TEXTAUSZUG:
<<<<
Filmindustrie stoppt Copyright-Richtlinie der EU

In den fünf Trilog-Verhandlungen der österreichischen Ratspräsidentschaft ist offenbar niemandem aufgefallen, dass vor dem EU-Gerichtshof gerade ein Verfahren läuft, das einen Grundsatzentscheid zur Haftbarkeit von Internetfirmen bei Copyright-Verletzungen zur Folge haben wird.

Von Erich Moechel

Die für Montag angesetzte sechste und letzte Trilog-Verhandlung für die Richtlinie zu „Copyright auf dem digitalen Binnenmarkt“ wurde überraschend abgesagt. Im EU-Ministerrat gab es am Freitag keine Mehrheit für den Kompromiss der rumänischen Ratspräsidentschaft. Die Filmindustrie hatte sich plötzlich gegen Artikel 13 ausgesprochen, der die umstrittenen Uploadfilter zum Thema hat.
>>>>
AUFGABEN:
A – Fasse den Artikel über die EU-Copyright-Richtlinie in zwei Sätzen zusammen.
B – Setze den Artikel über die EU-Copyright-Richtlinie nach seinem letzten Satz fort.

BEREITGESTELLTE DATEN:
<<<<
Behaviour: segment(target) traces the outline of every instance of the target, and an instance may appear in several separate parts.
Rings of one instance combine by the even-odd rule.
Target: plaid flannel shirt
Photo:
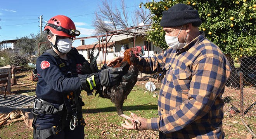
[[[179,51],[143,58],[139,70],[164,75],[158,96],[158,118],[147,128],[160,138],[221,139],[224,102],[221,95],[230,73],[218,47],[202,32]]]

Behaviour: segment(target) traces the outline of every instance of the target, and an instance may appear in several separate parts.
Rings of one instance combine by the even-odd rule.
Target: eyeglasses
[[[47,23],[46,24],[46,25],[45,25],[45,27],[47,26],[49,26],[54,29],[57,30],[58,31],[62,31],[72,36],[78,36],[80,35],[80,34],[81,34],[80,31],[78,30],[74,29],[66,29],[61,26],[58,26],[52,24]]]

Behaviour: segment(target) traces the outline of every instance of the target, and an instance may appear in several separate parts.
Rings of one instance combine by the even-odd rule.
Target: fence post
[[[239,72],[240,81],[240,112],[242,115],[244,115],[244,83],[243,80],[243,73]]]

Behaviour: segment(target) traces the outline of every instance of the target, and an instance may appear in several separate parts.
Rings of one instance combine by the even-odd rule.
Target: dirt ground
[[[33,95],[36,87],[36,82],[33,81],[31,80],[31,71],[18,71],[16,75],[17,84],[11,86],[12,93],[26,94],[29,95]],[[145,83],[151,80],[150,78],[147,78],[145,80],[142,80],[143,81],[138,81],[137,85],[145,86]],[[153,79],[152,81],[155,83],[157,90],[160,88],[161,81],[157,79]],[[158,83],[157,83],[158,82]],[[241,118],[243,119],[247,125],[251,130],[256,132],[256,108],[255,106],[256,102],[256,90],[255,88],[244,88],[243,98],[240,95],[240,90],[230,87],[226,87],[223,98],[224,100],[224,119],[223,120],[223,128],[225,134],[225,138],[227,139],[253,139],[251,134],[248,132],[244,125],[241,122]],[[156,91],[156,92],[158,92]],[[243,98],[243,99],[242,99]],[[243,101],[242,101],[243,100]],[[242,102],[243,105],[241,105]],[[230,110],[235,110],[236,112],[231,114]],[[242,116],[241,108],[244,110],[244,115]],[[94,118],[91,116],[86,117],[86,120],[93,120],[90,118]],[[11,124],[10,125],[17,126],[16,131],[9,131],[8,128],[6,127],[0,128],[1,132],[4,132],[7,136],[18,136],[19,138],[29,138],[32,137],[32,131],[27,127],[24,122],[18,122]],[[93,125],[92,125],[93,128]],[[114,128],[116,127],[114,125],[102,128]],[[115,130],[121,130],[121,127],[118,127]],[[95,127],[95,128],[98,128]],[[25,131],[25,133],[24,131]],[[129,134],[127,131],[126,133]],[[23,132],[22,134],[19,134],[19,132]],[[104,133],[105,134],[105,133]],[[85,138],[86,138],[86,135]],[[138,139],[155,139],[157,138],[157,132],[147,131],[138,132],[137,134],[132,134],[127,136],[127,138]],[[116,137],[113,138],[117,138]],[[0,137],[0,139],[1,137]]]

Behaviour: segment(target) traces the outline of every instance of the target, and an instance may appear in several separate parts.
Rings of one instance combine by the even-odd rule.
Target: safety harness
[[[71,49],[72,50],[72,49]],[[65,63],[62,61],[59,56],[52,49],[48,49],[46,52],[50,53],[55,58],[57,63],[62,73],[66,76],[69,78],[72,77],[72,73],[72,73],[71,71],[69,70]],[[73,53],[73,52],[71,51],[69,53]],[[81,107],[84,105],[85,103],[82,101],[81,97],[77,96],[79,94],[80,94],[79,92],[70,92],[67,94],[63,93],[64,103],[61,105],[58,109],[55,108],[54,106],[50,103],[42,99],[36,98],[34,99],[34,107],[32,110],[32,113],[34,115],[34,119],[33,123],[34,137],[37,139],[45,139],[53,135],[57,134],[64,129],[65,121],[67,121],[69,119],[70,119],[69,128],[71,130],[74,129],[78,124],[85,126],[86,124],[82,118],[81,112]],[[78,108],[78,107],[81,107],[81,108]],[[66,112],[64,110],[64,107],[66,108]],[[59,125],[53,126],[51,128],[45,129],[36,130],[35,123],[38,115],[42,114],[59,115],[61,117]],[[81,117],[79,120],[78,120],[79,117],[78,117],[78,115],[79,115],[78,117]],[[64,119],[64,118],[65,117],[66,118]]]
>>>>
ANTWORTEN:
A – Die für Montag geplante sechste und letzte Trilog-Verhandlung zur Richtlinie „Copyright auf dem digitalen Binnenmarkt“ wurde überraschend abgesagt; im EU-Ministerrat fand der Kompromiss der rumänischen Ratspräsidentschaft am Freitag keine Mehrheit, nachdem sich die Filmindustrie plötzlich gegen Artikel 13 zu den umstrittenen Uploadfiltern gestellt hatte. In den fünf Trilog-Verhandlungen unter österreichischer Ratspräsidentschaft war offenbar niemandem aufgefallen, dass am EU-Gerichtshof ein Verfahren läuft, das zu einem Grundsatzentscheid über die Haftbarkeit von Internetfirmen bei Copyright-Verletzungen führen wird.

B –
Die Filmwirtschaft ist neben Print der wichtigste „Stakeholder“ der Richtlinie. „So wie Artikel 13 jetzt aussieht, wollen wir ihn nicht mehr. Er ist mittlerweile kontraproduktiv“, sagte Werner Müller vom österreichischen Fachverband der Film- und Musikwirtschaft zu fm4.ORF.at. Vor allem aber müsse ein gerade angelaufenes Verfahren vor dem EU-Gerichtshof (EuGH) abgewartet werden, das klären soll, ob YouTube, Facebook und Co nun Service-Provider sind oder doch Medienstatus haben.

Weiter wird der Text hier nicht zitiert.